[Items from a dataset]
==============================
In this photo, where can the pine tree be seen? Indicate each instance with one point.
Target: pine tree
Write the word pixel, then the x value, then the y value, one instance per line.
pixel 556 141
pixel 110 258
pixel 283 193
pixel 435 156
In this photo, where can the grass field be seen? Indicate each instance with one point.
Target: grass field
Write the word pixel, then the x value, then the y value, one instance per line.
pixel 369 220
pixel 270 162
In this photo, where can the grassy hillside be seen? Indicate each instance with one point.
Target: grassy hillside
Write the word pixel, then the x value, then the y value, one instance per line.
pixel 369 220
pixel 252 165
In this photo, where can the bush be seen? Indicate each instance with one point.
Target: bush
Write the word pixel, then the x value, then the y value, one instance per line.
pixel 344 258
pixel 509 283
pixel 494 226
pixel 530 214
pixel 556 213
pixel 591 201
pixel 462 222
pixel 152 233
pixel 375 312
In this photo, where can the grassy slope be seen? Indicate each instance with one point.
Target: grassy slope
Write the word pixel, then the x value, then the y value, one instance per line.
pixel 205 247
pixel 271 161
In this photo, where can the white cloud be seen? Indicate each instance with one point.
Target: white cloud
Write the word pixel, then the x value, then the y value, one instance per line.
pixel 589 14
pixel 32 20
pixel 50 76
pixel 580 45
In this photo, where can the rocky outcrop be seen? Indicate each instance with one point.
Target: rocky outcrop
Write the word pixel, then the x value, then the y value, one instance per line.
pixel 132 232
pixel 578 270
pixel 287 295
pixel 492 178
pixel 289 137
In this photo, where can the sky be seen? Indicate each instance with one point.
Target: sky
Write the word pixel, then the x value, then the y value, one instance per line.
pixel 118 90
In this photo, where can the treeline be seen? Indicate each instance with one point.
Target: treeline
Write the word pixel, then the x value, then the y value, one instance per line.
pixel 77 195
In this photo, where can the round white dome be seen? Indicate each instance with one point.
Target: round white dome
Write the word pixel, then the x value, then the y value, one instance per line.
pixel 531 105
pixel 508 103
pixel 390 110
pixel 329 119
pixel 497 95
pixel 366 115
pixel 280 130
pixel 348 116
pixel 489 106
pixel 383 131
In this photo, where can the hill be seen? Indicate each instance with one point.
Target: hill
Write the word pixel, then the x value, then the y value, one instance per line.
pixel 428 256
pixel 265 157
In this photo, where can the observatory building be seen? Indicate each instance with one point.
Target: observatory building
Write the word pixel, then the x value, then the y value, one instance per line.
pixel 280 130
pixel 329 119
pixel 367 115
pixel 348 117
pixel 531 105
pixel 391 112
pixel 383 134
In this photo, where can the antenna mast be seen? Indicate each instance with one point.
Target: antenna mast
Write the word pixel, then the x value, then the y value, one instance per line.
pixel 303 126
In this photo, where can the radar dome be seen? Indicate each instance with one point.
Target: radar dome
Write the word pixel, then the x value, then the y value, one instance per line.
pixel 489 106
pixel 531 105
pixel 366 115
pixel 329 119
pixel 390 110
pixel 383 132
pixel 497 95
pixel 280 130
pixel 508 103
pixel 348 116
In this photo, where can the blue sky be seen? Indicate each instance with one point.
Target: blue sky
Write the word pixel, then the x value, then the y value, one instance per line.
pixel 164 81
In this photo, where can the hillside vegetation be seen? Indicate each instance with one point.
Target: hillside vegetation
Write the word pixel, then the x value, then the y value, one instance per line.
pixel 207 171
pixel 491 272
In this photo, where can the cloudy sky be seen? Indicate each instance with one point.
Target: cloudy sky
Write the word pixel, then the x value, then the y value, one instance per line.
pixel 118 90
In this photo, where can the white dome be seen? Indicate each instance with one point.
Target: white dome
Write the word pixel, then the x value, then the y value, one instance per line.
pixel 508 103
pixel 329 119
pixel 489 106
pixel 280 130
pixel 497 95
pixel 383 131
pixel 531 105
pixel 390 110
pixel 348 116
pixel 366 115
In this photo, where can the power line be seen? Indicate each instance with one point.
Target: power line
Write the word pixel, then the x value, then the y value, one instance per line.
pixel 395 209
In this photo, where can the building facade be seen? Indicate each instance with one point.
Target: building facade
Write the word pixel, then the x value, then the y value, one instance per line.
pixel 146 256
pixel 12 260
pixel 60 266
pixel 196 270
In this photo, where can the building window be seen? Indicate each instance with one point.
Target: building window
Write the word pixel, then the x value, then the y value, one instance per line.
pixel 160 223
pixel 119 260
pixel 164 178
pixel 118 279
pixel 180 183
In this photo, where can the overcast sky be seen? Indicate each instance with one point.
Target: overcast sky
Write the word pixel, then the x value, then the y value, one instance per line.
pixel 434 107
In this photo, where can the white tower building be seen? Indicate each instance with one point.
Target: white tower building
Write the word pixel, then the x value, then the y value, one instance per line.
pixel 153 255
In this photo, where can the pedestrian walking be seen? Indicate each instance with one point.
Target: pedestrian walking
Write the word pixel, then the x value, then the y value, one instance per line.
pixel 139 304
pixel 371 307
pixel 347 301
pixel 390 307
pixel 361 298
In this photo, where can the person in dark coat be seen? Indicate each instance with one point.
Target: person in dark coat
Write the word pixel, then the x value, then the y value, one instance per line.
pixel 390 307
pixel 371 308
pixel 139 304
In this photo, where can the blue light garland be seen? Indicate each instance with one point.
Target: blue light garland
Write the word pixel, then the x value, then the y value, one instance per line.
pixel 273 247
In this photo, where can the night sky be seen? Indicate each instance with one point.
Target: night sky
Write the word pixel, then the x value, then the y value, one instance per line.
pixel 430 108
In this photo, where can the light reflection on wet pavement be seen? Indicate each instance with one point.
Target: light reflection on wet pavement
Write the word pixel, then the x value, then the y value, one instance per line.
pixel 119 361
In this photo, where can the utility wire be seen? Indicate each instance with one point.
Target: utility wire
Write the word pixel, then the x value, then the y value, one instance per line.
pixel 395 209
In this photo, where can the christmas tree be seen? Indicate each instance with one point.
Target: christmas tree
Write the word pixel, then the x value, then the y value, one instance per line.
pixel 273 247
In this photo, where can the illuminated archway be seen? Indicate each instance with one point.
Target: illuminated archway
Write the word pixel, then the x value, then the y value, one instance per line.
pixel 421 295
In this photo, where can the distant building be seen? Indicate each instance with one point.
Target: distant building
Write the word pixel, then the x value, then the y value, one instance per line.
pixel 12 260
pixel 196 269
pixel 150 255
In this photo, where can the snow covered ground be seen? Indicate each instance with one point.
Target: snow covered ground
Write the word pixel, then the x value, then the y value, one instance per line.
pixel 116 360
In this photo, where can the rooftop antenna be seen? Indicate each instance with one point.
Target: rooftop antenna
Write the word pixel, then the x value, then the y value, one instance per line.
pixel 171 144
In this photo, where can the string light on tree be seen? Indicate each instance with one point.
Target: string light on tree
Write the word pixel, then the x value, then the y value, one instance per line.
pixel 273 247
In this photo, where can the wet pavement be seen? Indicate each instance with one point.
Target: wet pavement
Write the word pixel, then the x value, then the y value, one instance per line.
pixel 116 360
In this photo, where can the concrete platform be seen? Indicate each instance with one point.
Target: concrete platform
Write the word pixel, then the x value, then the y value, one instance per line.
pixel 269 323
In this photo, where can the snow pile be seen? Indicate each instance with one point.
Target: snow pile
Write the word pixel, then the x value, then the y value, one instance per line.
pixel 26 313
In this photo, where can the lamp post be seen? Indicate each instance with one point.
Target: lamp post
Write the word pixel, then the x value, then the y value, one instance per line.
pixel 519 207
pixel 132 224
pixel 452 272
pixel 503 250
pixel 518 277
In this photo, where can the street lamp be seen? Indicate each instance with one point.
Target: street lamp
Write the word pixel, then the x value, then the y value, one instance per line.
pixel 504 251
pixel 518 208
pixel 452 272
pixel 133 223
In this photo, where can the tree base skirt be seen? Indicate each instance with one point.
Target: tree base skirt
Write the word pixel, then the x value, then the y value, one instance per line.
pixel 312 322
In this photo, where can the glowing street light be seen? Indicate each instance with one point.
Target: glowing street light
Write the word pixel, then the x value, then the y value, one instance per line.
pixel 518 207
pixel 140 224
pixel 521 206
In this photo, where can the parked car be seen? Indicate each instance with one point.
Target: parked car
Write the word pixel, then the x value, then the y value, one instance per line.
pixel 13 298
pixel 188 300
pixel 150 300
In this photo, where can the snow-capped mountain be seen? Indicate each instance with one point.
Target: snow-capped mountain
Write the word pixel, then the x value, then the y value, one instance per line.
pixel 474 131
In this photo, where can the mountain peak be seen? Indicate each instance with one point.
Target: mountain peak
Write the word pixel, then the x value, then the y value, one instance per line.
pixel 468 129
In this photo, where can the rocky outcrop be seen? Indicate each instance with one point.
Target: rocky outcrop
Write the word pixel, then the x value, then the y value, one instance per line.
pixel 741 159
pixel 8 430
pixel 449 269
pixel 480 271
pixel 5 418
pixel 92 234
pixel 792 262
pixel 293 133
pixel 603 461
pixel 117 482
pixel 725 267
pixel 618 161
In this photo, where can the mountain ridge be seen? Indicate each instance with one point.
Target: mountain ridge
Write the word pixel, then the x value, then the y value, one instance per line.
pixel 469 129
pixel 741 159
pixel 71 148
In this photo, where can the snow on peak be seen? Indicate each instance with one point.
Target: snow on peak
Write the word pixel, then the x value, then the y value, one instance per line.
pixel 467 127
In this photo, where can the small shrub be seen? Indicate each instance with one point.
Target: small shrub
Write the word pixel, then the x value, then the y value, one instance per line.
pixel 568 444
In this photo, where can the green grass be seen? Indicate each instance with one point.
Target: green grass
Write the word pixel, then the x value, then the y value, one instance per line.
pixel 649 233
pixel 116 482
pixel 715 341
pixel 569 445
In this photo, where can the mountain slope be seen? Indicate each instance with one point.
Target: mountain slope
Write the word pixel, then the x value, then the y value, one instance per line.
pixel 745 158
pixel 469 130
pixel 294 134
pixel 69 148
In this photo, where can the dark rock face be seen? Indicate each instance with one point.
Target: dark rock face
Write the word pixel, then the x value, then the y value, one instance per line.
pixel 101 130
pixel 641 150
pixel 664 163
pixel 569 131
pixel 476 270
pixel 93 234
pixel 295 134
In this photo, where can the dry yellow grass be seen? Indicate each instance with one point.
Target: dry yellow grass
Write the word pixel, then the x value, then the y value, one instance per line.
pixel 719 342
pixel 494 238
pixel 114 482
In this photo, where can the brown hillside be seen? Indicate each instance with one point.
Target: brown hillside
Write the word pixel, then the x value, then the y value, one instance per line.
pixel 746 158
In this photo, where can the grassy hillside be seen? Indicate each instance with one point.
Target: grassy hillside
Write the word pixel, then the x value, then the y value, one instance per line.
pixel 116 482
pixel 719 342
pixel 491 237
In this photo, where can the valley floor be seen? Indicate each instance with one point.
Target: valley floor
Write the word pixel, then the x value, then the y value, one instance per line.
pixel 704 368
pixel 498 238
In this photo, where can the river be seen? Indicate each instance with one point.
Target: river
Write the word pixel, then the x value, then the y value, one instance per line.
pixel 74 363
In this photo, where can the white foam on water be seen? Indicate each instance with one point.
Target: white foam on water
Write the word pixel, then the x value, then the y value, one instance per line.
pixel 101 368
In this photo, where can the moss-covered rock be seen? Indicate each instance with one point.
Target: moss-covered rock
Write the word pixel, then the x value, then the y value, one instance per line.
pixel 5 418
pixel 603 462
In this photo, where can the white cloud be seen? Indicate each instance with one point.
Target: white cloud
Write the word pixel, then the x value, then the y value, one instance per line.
==============================
#### Objective:
Copy the listing word for word, starting with its first line and going on through the line containing "pixel 252 165", with both of those lines included.

#### Reply:
In this photo, where can the pine tree be seen? Indicate each instance with one point.
Target: pine tree
Write the word pixel, then the x value, then the y value, one instance per line.
pixel 556 141
pixel 110 258
pixel 283 193
pixel 435 156
In this photo, where can the grass field be seen? Indicate each instance with one point.
Target: grass field
Write the word pixel, then the x value, then the y value, one instance per line.
pixel 369 220
pixel 270 162
In this photo, where can the grassy hillside be seen? Indicate each instance with one point.
Target: grassy hillside
Write the word pixel, then the x value, then the y value, one instance per line.
pixel 369 220
pixel 252 165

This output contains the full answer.